#### Extract:
»»
Question

In Problems14 to 17, multiply matrices to find the resultant transformation. Caution: Be sure you are multiplying the matrices in the right order.

$\left[\begin{array}{c}x\text{'}=\left(x+y\sqrt{3}\right)/2\\ y\text{'}=\left(-x\sqrt{3}+y\right)/2\end{array}\right]\left[\begin{array}{c}x\text{'}\text{'}=\left(-x\text{'}+y\text{'}\sqrt{3}\right)/2\\ y\text{'}\text{'}=-\left(x\text{'}\sqrt{3}+y\text{'}\right)/2\end{array}\right]$

Short answer

The resultant of the transformation for the multiplication of the given transformations of the equation 1 and 2 is evaluated as:

$$\begin{gathered} x\text{'}\text{'}=-x \\ y\text{'}\text{'}=-y \end{gathered}$$

Step-by-step solution

Given information.

Given matrix in the question is,

$\left[\begin{array}{c}\mathrm{x}\text{'}=(\mathrm{x}+\mathrm{y}\sqrt{3})/2\\ \mathrm{y}\text{'}=(-\mathrm{x}\sqrt{3}+\mathrm{y})/2\end{array}\right]\left[\begin{array}{c}\mathrm{x}\text{'}\text{'}=(-\mathrm{x}\text{'}+\mathrm{y}\text{'}\sqrt{3})/2\\ \mathrm{y}\text{'}\text{'}=-(\mathrm{x}\text{'}\sqrt{3}+\mathrm{y}\text{'})/2\end{array}\right]$

Transformation matrix.

A transformation matrix is a matrix that, through the process of matrix multiplication, turns one vector into another vector.
««
#### Rows:
»»
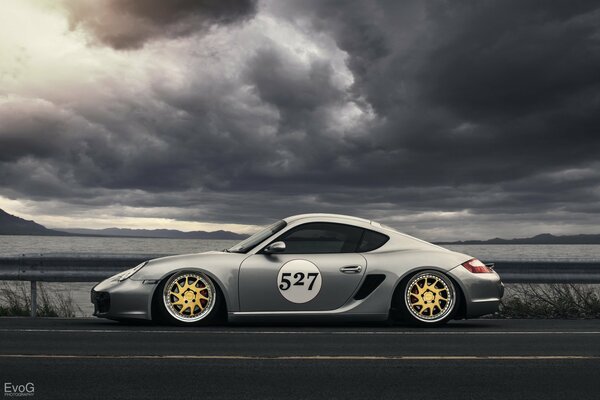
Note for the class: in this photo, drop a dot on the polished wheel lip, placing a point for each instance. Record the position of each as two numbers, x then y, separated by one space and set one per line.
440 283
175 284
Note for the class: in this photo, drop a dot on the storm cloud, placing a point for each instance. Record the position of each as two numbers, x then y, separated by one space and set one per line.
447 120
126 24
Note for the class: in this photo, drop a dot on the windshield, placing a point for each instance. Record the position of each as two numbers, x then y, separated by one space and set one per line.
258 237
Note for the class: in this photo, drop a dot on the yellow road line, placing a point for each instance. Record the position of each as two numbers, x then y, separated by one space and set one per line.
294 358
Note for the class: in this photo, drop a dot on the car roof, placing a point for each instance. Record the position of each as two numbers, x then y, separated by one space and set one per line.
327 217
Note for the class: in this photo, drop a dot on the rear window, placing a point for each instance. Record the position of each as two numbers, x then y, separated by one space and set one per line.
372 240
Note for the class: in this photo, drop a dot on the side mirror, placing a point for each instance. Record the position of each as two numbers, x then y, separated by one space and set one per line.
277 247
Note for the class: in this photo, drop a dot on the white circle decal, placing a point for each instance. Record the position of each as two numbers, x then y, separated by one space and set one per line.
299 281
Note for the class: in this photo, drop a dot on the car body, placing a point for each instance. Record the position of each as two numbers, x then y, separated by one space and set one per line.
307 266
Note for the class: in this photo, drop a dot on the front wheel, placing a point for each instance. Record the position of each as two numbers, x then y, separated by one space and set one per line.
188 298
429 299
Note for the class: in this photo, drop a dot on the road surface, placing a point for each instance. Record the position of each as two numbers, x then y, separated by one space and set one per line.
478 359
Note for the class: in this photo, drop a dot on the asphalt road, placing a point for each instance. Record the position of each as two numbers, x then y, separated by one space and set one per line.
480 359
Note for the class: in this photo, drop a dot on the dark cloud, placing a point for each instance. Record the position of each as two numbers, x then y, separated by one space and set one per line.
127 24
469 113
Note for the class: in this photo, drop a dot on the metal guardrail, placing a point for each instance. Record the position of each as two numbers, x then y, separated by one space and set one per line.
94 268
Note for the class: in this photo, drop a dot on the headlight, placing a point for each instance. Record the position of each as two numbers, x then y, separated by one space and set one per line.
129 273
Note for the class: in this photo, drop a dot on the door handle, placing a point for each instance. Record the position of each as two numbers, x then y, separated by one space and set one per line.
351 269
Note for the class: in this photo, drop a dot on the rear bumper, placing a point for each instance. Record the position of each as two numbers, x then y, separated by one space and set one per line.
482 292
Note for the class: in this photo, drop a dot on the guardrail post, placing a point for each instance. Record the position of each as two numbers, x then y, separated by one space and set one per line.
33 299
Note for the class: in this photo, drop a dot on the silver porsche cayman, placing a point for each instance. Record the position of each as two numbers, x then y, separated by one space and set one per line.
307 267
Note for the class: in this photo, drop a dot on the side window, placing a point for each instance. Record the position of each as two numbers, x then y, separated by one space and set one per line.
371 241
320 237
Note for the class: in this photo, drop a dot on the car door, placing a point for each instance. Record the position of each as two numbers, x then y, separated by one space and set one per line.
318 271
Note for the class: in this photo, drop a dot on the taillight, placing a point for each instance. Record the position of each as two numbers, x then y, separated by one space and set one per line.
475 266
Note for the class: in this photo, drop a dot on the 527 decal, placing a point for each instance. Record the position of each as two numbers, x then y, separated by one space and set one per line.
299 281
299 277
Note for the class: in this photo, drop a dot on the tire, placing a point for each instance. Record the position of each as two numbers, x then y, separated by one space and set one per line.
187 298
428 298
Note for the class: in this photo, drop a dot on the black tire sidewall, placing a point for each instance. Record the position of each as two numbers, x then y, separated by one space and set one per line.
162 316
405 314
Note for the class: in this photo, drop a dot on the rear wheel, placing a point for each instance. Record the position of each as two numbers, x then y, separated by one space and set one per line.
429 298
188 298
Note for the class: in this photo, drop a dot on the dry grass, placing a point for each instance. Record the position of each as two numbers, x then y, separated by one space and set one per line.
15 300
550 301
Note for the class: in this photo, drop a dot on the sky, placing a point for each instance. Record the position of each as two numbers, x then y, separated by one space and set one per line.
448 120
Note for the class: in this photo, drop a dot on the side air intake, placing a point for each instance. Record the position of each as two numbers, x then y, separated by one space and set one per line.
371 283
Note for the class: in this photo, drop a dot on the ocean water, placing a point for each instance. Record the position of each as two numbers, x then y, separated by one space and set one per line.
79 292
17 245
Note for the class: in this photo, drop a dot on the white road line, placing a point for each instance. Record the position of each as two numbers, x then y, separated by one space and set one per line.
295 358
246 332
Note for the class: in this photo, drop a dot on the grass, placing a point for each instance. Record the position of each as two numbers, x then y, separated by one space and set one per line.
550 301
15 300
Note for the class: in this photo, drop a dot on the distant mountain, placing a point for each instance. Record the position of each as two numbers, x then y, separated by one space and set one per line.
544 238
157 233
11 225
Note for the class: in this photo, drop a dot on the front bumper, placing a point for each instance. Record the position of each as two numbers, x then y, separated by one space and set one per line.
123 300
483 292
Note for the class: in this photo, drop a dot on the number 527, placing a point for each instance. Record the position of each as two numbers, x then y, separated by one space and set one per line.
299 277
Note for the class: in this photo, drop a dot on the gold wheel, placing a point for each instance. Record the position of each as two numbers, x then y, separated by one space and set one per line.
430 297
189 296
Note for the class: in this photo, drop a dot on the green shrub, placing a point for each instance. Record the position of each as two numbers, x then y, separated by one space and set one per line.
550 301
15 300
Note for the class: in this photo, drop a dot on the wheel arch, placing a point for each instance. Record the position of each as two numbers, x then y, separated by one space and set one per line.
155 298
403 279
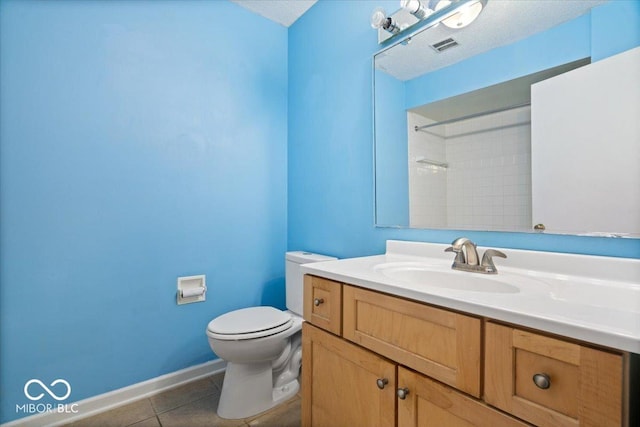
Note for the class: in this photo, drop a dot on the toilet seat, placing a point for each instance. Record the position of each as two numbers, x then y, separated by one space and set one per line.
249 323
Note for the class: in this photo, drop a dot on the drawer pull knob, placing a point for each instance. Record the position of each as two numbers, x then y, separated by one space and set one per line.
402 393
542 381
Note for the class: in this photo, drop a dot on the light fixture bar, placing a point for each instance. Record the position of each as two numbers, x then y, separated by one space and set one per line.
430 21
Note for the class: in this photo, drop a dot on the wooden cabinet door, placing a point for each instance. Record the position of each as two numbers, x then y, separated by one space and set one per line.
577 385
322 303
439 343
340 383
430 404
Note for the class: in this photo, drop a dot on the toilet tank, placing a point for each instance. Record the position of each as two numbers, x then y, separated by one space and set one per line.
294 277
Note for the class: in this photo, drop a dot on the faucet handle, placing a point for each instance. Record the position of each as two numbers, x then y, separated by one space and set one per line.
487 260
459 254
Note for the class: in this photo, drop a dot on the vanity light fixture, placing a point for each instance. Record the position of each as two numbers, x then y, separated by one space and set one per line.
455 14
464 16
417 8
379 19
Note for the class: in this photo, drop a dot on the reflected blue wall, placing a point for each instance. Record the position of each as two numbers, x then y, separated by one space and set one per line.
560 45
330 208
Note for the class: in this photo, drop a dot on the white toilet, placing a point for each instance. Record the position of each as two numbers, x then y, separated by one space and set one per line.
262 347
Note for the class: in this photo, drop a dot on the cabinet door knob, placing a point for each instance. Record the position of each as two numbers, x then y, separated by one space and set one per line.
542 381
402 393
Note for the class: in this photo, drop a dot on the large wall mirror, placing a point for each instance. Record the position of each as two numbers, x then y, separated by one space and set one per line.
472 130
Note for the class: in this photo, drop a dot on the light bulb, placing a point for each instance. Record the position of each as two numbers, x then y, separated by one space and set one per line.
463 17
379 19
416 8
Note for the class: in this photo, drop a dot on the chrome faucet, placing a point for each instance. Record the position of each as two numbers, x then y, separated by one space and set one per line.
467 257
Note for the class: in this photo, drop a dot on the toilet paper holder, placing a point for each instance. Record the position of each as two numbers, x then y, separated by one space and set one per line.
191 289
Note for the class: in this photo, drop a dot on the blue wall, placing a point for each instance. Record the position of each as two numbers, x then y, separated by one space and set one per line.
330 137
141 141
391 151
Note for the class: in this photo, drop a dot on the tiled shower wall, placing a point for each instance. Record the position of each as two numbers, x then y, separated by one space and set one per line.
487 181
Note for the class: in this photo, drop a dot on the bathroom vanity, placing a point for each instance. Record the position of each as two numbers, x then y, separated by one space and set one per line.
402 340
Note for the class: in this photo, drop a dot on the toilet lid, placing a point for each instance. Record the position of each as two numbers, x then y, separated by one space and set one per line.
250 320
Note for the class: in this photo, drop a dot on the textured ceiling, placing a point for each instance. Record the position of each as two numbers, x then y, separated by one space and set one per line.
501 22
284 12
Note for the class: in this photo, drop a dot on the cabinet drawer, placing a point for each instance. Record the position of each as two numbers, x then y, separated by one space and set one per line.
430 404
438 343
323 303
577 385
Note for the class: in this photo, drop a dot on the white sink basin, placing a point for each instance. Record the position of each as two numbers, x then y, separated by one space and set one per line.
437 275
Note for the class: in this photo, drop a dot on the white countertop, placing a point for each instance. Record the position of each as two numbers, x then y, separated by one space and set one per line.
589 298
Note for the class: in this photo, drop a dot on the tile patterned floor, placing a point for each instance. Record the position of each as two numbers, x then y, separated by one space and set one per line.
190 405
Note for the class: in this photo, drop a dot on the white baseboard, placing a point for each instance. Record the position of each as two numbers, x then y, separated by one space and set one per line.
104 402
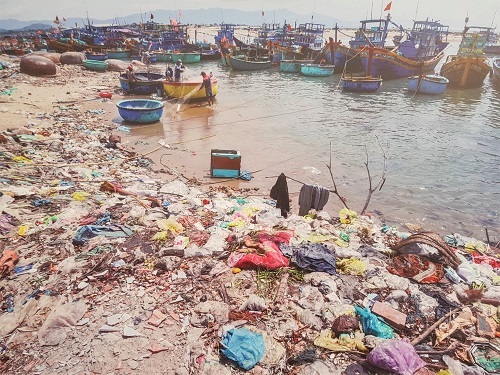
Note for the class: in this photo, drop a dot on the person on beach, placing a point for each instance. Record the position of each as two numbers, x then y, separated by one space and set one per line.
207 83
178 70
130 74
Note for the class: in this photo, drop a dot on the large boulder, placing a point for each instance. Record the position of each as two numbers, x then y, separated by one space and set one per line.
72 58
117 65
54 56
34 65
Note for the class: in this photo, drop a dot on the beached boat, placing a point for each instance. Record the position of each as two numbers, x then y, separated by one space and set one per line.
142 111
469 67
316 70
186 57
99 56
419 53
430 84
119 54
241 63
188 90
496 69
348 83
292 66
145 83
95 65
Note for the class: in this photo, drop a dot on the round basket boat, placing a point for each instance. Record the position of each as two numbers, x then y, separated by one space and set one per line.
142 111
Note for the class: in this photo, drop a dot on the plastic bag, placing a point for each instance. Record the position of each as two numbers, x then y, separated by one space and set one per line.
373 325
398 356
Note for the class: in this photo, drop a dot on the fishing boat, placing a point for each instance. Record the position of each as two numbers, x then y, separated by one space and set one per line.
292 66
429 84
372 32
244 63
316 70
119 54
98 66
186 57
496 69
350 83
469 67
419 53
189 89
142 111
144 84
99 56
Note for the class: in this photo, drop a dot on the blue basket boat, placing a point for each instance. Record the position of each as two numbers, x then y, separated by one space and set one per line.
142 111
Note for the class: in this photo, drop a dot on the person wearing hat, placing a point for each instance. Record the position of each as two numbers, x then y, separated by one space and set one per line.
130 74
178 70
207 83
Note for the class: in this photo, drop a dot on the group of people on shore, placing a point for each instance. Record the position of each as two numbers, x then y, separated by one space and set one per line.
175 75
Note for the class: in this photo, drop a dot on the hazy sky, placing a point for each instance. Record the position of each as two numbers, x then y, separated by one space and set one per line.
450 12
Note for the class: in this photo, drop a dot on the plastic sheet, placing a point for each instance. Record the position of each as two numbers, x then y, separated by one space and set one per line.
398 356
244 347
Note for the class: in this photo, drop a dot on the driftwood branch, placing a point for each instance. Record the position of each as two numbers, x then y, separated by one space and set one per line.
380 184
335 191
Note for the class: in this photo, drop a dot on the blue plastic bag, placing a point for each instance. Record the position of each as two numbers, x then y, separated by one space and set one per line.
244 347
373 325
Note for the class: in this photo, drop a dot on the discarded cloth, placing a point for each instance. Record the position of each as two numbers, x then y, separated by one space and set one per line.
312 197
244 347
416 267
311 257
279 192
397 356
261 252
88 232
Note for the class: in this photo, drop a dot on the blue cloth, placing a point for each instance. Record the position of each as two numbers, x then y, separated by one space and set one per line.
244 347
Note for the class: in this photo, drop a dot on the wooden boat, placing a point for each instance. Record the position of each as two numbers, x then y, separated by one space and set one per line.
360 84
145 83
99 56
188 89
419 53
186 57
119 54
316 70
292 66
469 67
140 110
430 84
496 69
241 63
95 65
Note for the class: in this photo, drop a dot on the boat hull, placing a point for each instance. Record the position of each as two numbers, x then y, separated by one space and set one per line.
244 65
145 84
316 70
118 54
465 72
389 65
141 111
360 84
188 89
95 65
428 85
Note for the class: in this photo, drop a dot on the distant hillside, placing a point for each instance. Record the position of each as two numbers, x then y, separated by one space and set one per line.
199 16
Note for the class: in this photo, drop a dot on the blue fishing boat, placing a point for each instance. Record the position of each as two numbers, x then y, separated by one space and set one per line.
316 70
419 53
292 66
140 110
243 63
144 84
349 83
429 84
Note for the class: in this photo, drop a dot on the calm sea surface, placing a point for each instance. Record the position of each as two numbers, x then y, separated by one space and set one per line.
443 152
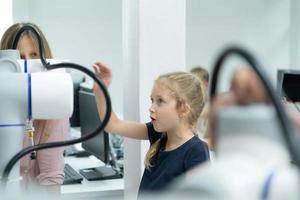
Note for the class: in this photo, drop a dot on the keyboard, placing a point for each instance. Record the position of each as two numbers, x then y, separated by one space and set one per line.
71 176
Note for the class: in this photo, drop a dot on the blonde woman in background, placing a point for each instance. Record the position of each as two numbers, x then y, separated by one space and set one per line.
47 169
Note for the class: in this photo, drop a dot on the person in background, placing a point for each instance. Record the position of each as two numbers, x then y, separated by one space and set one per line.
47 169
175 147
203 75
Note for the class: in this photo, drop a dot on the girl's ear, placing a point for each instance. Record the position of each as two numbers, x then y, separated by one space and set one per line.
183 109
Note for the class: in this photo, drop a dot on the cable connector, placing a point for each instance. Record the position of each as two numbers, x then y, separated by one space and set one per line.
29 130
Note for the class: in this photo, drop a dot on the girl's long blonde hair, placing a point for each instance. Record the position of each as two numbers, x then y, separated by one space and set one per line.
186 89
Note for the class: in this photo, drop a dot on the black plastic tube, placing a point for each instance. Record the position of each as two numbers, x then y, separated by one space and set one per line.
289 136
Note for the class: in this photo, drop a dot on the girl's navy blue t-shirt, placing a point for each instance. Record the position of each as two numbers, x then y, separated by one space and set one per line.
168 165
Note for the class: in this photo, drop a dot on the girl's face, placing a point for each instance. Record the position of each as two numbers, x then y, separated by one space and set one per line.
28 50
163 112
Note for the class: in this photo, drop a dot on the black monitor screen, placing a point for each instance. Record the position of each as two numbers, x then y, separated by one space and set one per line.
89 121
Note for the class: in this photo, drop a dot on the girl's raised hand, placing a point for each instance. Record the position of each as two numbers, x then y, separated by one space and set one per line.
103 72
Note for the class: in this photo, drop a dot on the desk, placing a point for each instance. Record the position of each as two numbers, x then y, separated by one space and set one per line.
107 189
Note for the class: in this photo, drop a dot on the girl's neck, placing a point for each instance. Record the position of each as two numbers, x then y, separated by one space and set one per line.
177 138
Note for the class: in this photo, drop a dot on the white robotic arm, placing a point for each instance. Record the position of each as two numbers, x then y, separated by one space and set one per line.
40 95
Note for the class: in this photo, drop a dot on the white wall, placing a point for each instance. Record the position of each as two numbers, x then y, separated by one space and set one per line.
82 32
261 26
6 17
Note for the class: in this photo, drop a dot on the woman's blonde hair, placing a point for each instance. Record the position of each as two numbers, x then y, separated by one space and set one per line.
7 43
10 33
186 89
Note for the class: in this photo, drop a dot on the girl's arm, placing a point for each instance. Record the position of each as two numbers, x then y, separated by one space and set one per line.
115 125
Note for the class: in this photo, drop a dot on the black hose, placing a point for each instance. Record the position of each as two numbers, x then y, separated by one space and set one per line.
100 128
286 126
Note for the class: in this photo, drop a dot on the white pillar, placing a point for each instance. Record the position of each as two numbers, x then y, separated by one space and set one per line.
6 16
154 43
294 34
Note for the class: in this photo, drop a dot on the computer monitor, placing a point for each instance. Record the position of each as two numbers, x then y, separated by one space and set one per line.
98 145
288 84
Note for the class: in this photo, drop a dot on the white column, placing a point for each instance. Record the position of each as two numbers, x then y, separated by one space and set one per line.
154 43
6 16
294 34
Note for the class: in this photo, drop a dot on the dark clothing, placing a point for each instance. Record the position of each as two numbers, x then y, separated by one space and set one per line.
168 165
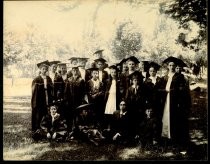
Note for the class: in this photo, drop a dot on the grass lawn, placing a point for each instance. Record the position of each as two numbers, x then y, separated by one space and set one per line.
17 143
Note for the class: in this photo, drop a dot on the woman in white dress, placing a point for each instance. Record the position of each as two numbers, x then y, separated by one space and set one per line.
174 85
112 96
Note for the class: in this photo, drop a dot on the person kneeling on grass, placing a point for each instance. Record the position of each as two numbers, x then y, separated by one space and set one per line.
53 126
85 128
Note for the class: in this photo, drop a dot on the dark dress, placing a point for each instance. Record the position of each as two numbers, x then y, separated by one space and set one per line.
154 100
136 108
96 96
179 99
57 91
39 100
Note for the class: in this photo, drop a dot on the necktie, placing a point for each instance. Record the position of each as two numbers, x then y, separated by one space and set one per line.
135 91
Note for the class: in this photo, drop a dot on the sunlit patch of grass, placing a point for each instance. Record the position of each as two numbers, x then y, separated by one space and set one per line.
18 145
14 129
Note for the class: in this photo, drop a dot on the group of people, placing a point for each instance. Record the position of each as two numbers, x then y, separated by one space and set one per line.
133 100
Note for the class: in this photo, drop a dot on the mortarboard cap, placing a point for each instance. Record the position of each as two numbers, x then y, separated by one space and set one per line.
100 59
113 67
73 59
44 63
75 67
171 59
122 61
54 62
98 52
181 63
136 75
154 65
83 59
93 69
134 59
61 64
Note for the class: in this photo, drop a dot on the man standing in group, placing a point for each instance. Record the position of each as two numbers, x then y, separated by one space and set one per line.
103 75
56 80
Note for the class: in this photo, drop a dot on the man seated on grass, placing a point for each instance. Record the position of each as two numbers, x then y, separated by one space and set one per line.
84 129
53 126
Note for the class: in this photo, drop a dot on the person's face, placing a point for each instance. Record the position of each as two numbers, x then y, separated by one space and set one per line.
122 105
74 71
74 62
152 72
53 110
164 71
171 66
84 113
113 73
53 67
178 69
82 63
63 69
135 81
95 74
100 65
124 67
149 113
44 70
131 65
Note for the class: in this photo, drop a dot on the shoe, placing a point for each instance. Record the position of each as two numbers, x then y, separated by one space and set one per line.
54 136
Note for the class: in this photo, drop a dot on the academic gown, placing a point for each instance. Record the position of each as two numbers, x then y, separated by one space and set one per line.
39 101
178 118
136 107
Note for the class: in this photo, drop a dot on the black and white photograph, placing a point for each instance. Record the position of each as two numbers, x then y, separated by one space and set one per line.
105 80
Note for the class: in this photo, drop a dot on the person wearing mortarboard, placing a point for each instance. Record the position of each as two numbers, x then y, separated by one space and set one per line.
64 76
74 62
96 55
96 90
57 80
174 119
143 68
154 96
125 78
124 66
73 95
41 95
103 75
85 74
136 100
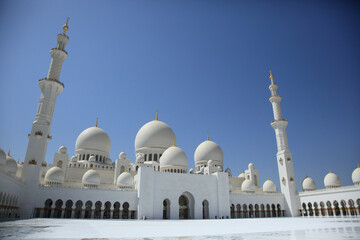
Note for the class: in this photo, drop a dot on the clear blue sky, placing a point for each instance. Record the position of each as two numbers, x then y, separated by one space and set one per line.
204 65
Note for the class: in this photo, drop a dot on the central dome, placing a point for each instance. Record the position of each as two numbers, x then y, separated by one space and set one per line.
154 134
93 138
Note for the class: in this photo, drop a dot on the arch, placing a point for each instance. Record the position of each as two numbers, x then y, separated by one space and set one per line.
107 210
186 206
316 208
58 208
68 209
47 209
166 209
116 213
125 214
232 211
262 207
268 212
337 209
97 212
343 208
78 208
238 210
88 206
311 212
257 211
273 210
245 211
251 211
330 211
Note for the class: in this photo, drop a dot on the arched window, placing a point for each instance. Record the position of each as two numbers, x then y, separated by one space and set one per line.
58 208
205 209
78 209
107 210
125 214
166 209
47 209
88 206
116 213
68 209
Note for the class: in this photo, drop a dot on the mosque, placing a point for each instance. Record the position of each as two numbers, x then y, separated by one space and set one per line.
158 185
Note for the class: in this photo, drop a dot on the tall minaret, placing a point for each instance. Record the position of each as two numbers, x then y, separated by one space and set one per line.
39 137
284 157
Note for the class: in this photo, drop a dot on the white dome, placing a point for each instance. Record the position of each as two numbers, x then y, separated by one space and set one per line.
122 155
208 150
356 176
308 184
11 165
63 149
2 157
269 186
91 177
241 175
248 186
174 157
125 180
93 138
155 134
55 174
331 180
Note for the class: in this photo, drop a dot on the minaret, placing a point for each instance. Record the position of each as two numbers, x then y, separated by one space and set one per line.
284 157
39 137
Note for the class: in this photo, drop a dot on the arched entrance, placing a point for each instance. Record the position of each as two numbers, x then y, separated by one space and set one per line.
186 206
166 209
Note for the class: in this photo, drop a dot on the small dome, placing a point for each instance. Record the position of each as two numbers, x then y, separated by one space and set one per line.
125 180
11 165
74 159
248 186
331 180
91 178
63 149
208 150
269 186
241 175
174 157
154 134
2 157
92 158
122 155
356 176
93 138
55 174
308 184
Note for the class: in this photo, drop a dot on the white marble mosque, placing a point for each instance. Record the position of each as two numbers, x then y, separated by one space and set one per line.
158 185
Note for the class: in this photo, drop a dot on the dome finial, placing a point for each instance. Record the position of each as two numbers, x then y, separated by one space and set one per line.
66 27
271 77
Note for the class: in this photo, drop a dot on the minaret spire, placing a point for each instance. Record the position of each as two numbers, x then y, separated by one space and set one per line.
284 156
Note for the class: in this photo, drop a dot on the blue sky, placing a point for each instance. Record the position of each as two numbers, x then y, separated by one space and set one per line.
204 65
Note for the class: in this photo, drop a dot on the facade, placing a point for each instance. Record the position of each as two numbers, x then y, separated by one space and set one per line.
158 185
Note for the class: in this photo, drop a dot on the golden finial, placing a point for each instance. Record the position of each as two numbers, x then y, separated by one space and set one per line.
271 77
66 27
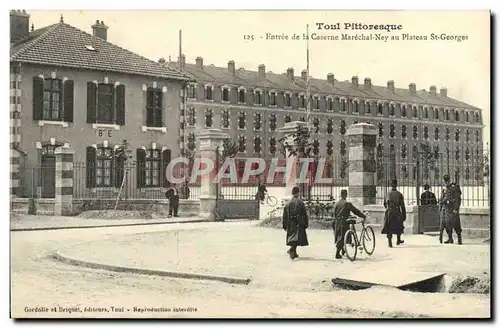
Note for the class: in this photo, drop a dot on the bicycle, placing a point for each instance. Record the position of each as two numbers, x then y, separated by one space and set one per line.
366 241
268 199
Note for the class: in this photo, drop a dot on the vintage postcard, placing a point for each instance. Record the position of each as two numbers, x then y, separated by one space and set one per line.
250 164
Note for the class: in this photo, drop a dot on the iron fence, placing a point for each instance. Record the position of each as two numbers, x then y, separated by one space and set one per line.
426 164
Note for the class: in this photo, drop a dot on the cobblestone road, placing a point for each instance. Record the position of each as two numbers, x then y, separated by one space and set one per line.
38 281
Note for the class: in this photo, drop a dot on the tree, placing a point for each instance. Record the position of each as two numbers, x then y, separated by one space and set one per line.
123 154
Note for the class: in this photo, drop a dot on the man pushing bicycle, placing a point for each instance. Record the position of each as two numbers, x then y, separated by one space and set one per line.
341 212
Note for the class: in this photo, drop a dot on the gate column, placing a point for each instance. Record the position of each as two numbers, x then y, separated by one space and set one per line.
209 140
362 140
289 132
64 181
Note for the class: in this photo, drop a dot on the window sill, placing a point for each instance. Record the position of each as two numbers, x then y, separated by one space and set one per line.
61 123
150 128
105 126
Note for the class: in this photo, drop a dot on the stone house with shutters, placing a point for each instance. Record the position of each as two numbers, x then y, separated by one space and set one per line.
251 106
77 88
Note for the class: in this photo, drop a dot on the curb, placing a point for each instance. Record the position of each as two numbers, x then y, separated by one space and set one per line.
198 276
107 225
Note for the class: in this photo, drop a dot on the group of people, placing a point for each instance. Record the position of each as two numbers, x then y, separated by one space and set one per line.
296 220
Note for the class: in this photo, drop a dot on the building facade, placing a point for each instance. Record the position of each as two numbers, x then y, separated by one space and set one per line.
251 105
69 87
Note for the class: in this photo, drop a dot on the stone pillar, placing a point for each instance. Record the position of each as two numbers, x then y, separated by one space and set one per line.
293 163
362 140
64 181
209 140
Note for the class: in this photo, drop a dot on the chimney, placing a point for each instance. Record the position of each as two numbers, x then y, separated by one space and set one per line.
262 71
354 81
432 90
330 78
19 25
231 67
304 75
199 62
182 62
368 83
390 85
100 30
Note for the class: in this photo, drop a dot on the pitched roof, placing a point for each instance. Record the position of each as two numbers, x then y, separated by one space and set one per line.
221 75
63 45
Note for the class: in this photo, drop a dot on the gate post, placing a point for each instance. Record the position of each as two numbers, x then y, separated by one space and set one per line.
««
#### Exercise set:
a - Answer these about the matrix problem:
(i) Which problems does the opening instruction apply to?
(ii) What are x'' and y'' equal to in the short answer?
(iii) What does a transformation matrix do, according to its definition?
b - Duplicate the matrix problem between "In Problems14 to" and "Given information.", inclusive.
Answer from the text by itself, not from the data.

#### Task-by-task results:
a -
(i) Problems 14 to 17.
(ii) x'' = -x and y'' = -y.
(iii) Through the process of matrix multiplication, it turns one vector into another vector.

b -
In Problems14 to 17, multiply matrices to find the resultant transformation. Caution: Be sure you are multiplying the matrices in the right order.

$\left[\begin{array}{c}x\text{'}=\left(x+y\sqrt{3}\right)/2\\ y\text{'}=\left(-x\sqrt{3}+y\right)/2\end{array}\right]\left[\begin{array}{c}x\text{'}\text{'}=\left(-x\text{'}+y\text{'}\sqrt{3}\right)/2\\ y\text{'}\text{'}=-\left(x\text{'}\sqrt{3}+y\text{'}\right)/2\end{array}\right]$

Short answer

The resultant of the transformation for the multiplication of the given transformations of the equation 1 and 2 is evaluated as:

$$\begin{gathered} x\text{'}\text{'}=-x \\ y\text{'}\text{'}=-y \end{gathered}$$

Step-by-step solution

Given information.